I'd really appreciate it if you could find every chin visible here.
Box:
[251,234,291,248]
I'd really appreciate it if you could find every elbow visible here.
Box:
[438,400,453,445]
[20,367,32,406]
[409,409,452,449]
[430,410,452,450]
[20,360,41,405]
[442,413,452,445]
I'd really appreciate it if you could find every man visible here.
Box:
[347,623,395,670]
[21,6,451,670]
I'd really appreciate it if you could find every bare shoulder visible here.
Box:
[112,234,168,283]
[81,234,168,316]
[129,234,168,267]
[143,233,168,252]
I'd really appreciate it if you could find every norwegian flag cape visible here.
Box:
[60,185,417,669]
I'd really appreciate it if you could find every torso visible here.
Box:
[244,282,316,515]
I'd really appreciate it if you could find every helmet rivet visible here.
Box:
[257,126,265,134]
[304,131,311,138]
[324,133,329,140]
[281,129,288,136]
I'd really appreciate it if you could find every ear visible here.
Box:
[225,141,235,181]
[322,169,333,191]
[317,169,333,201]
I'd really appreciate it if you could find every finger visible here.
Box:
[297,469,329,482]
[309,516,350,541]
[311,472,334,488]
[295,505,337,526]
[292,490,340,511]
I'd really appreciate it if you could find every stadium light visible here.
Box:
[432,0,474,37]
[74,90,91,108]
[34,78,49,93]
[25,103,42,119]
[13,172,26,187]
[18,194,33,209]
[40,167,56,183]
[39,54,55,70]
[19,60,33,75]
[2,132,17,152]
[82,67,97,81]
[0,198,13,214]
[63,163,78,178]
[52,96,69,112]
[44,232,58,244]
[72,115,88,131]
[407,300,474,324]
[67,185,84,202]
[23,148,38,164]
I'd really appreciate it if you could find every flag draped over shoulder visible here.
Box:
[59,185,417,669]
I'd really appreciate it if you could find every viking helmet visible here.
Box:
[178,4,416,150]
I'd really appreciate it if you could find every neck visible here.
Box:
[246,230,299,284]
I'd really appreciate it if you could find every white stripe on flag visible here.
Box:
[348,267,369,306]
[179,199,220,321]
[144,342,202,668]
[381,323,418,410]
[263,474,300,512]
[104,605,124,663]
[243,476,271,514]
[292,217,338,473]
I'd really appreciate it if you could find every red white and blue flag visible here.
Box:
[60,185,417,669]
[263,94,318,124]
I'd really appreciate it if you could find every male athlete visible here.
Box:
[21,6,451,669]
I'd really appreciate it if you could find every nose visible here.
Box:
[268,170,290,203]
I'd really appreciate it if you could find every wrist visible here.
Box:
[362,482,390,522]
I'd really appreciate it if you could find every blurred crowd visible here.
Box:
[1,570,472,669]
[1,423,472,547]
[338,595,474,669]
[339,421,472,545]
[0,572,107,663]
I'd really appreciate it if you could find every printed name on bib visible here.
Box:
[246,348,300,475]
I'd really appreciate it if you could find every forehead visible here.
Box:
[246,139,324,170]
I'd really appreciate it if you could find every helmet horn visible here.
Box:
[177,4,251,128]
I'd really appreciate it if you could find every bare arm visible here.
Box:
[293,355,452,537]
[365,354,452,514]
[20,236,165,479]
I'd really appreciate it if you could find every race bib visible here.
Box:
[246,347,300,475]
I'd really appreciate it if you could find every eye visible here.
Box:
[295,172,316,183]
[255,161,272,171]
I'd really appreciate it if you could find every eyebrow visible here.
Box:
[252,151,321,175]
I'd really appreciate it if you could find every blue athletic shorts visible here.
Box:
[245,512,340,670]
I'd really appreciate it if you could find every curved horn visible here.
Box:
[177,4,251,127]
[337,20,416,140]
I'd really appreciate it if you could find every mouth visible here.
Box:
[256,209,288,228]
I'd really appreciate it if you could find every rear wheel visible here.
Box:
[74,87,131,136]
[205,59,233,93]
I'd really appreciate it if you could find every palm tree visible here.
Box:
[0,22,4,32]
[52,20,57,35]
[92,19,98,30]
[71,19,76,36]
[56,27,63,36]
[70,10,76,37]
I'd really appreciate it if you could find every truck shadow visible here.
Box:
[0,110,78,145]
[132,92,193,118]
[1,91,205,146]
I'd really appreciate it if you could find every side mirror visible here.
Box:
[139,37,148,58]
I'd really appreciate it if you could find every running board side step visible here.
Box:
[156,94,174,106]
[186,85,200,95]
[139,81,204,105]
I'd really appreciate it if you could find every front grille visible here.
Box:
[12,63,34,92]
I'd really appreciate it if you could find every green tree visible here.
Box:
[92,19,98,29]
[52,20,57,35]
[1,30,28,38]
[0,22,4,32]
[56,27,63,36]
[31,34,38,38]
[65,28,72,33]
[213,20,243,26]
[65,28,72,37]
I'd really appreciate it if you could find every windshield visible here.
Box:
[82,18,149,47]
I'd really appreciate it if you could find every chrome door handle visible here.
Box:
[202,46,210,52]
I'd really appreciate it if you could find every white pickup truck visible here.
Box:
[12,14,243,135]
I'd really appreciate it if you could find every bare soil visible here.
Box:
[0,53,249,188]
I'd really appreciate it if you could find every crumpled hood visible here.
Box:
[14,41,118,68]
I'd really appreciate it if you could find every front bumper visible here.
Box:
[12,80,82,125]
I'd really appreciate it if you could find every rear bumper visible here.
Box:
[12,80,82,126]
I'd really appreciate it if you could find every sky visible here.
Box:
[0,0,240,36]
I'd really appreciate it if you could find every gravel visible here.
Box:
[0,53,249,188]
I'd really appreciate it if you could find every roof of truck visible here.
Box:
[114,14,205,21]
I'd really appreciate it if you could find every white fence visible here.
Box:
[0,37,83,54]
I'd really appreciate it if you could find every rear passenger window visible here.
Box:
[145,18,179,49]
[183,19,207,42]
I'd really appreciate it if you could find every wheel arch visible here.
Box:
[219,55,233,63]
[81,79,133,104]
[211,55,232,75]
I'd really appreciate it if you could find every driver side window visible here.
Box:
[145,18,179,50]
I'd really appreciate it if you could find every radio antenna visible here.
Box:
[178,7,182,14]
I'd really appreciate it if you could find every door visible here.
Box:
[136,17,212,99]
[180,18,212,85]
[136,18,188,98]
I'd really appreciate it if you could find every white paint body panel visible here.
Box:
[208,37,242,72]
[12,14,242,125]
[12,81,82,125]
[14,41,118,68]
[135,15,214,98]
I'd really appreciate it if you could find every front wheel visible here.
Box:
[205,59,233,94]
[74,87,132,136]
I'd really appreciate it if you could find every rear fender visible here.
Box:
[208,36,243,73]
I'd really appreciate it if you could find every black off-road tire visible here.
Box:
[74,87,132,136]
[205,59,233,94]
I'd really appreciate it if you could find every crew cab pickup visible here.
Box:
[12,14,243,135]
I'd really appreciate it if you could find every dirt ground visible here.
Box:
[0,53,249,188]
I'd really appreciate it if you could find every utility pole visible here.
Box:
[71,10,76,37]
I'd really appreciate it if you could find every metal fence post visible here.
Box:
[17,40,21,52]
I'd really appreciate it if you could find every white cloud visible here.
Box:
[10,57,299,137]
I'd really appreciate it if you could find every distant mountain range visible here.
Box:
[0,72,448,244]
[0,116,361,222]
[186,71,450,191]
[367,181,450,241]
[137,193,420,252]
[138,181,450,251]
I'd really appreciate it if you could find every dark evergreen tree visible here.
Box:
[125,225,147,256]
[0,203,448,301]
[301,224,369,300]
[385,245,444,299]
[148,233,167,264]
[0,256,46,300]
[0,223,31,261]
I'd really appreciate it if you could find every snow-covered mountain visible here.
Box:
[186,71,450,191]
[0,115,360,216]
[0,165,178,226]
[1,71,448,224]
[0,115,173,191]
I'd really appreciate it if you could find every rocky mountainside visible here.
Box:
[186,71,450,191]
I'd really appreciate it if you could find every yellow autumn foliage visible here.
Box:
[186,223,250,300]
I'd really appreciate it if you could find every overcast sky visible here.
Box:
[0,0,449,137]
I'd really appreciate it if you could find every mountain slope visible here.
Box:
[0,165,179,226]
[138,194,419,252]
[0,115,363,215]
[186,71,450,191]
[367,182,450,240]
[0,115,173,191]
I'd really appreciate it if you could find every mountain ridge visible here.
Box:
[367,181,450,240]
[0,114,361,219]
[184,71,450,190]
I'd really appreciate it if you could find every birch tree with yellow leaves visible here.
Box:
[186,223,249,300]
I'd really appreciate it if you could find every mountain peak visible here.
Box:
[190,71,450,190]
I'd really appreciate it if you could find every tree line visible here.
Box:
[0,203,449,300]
________
● **EXERCISE OBJECTIVE**
Pull every line containing "truck" out of the data above.

● **YOUR SOLUTION**
I'd really appreciate it if you could find every truck shadow visible here.
I'd really appreciate it if you could find every white pickup truck visible here.
I'd really appreciate it if you could find every roof of truck visible here.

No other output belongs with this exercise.